EXTRACT PROVIDED>
* * *
Gastric mucosal DNA was directly extracted from a biopsy sample at the bedside with the Mmaxpress^® DNA kit HS2 included in the Isopollo^® H pylori & ClaR kit (Mmonitor Inc).

^{^b}

P from McNemar test and κ from unweighted pairwise Cohen's Kappa.

The direct LAMP assay results for the detection of the point mutations 2143G and 2182C in 23S rRNA were compared to the sequencing results. Among 43 patients with positive RUT and PCR tests, 2143G was positive in 14 patients in sequencing analysis (32.6%). The direct LAMP assay for 2143G was positive in 13 patients and showed discordance with sequencing for only 1 patient, which represented just a 2.3% (1/43) discordance rate. For the 2182T > C mutation, in sequencing analysis, 35 patients had 2182C, and 8 had 2182T. The direct LAMP assay for 2182C showed a 97.7% (42/43) concordance with sequencing analysis (Table 3).

4. DISCUSSION

In this study, we provide evidence that the LAMP assay has high sensitivity for detecting H pylori and 23S rRNA point mutations and good specificity for distinguishing other bacterial species. The LAMP assay was a reliable method to detect H pylori and 23S rRNA point mutations and showed almost identical results with PCR‐based sequencing analysis. The direct LAMP assay using DNA directly extracted at the bedside also had consistent results with sequencing analysis, demonstrating the potential for this assay to be used to determine a treatment regimen in a clinical setting.

At least 10⁵ copies of bacterial DNA are required for a positive RUT result. ²² On the other hand, quantitative RT‐PCR can detect as few as 10 copies of H pylori. ²⁰ The LAMP assay tested in this study detected 10 copies of H pylori, which was comparable to that of quantitative RT‐PCR. The LAMP assay showed a sensitivity of 100 copies of H pylori for the detection of the point mutations 2143G and 2182C in 23S rRNA, which was a somewhat inferior sensitivity compared to that for the detection of H pylori. However, the LAMP results for the point mutations 2143G and 2182C were fully consistent with the sequencing results in the development and direct LAMP cohorts. These data provide evidence that the sensitivity of the LAMP assay for detecting point mutations in 23S rRNA is comparable to that of PCR‐based sequencing analysis, and this method is appropriate for clinical settings.
* * *
Records from a data source>
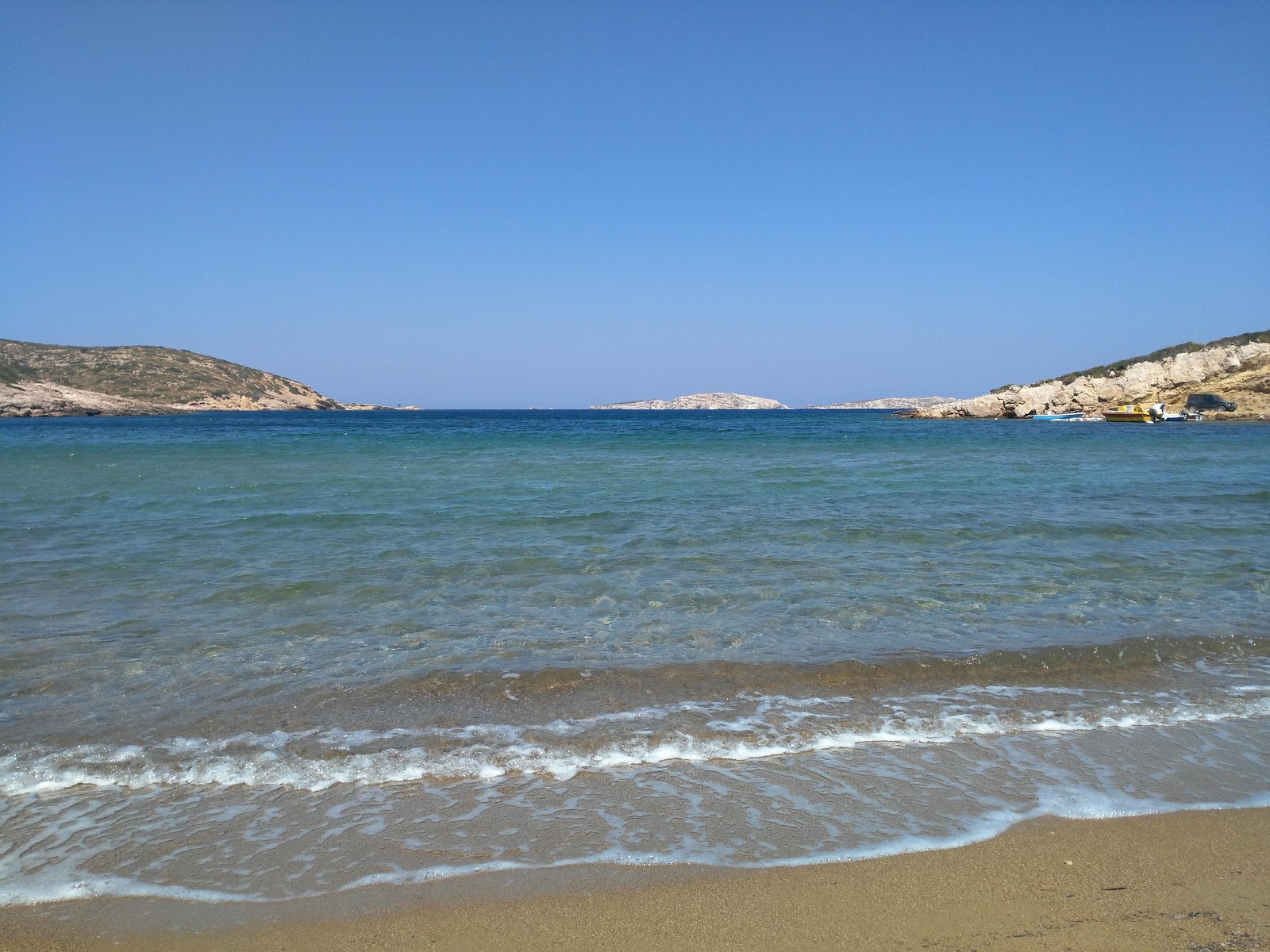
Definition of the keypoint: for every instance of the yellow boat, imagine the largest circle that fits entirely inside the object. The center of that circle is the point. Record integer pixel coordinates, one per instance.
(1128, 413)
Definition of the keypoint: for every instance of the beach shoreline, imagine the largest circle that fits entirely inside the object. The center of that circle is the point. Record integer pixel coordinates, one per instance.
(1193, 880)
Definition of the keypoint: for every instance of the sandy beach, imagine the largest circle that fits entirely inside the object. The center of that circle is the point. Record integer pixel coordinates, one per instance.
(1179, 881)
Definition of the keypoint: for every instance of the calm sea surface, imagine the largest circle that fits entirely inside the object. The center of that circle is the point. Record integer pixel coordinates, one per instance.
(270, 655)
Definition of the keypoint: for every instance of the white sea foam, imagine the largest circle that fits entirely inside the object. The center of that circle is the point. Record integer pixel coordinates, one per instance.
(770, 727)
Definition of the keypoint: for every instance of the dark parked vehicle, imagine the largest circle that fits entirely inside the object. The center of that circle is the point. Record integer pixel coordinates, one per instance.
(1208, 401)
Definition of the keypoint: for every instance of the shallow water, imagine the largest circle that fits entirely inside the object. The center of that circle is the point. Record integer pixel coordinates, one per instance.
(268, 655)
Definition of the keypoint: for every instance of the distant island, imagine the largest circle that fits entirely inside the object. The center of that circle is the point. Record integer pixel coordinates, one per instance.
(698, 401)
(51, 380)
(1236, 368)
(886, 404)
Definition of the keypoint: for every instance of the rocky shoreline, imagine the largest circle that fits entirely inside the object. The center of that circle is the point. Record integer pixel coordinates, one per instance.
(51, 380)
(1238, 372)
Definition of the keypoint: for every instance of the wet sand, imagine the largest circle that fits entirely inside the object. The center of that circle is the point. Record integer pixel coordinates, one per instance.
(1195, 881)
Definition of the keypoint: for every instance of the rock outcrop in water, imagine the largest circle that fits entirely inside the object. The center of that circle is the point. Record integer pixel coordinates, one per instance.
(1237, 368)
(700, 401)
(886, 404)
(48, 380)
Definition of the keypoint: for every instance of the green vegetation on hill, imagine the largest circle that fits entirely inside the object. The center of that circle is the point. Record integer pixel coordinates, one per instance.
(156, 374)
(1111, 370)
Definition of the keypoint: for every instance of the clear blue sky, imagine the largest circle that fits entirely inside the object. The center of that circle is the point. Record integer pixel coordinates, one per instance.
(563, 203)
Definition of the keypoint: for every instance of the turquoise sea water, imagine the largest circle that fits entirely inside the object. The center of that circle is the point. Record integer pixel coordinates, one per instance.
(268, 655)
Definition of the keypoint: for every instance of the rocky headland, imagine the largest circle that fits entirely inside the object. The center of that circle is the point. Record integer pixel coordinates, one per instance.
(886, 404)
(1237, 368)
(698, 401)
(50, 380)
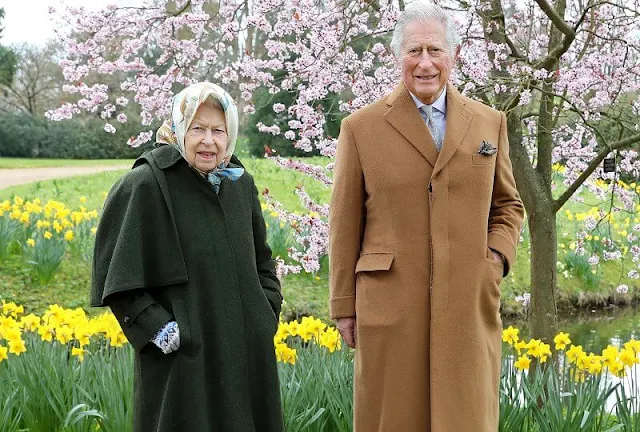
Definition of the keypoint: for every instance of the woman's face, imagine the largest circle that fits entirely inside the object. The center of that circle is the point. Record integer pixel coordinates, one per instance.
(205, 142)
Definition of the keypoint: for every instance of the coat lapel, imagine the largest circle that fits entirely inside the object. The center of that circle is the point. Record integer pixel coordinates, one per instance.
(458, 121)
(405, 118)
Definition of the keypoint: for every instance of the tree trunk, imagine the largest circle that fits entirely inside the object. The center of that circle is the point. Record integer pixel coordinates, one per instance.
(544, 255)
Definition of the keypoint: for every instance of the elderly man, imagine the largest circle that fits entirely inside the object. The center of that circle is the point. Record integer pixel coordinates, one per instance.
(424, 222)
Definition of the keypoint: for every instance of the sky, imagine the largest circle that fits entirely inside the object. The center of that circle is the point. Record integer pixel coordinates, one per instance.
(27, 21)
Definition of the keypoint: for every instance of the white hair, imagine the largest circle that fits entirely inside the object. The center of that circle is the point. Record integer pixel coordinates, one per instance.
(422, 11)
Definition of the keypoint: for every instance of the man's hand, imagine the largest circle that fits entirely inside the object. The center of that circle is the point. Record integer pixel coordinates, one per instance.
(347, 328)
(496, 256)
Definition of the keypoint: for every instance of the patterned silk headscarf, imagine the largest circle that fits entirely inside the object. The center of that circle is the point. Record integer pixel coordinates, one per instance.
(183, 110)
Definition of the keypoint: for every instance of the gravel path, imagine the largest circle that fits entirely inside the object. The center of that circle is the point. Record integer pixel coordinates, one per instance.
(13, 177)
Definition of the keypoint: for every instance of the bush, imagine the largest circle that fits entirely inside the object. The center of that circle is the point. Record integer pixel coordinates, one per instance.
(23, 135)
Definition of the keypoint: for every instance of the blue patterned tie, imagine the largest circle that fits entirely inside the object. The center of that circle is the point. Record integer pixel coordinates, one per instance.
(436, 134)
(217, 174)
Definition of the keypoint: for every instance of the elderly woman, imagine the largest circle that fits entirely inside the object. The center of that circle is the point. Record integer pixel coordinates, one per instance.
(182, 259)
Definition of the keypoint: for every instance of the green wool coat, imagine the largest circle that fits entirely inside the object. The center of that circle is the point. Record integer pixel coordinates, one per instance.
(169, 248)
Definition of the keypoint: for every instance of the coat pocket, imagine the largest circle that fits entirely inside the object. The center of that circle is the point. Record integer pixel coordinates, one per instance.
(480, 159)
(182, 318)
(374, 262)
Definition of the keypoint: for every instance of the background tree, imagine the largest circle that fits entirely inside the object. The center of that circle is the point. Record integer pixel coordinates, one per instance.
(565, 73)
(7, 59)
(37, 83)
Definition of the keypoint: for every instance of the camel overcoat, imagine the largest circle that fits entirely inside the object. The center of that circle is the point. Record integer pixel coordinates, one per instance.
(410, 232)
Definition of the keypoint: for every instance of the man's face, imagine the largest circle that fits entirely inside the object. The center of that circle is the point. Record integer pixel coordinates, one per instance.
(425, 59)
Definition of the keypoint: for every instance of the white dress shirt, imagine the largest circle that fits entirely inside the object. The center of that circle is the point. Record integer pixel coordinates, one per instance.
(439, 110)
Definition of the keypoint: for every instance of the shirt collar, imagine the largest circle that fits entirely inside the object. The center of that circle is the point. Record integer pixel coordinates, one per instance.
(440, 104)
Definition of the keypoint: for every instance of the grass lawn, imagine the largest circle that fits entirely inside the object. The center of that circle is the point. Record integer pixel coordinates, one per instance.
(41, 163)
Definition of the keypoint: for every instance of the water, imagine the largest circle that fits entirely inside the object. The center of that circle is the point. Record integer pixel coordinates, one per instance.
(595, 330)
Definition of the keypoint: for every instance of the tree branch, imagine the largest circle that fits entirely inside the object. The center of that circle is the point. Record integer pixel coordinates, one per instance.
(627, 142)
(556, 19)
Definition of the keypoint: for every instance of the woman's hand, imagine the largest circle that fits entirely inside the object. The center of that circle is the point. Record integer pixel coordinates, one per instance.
* * *
PROBLEMS TO WORK ON>
(A) Decide whether each statement, marked (i), (ii), and (iii), agrees with the excerpt on the LAMP assay for H pylori, and answer yes or no with the deciding words of the excerpt quoted exactly. (i) The LAMP assay in the study detected 10 copies of H pylori. (ii) A positive RUT result requires at least 10³ copies of bacterial DNA. (iii) In sequencing analysis, 8 patients had 2182C.
(B) Write out the passage of the excerpt on the LAMP assay for H pylori between "P from McNemar" and "analysis (Table 3).", inclusive.
You can leave the material aside, since none of it is needed.

SOLUTIONS TO THE EXERCISE>
(A)
(i) Yes: "The LAMP assay tested in this study detected 10 copies of H pylori"
(ii) No: "At least 10⁵ copies of bacterial DNA are required for a positive RUT result."
(iii) No: "in sequencing analysis, 35 patients had 2182C, and 8 had 2182T."

(B)
P from McNemar test and κ from unweighted pairwise Cohen's Kappa.

The direct LAMP assay results for the detection of the point mutations 2143G and 2182C in 23S rRNA were compared to the sequencing results. Among 43 patients with positive RUT and PCR tests, 2143G was positive in 14 patients in sequencing analysis (32.6%). The direct LAMP assay for 2143G was positive in 13 patients and showed discordance with sequencing for only 1 patient, which represented just a 2.3% (1/43) discordance rate. For the 2182T > C mutation, in sequencing analysis, 35 patients had 2182C, and 8 had 2182T. The direct LAMP assay for 2182C showed a 97.7% (42/43) concordance with sequencing analysis (Table 3).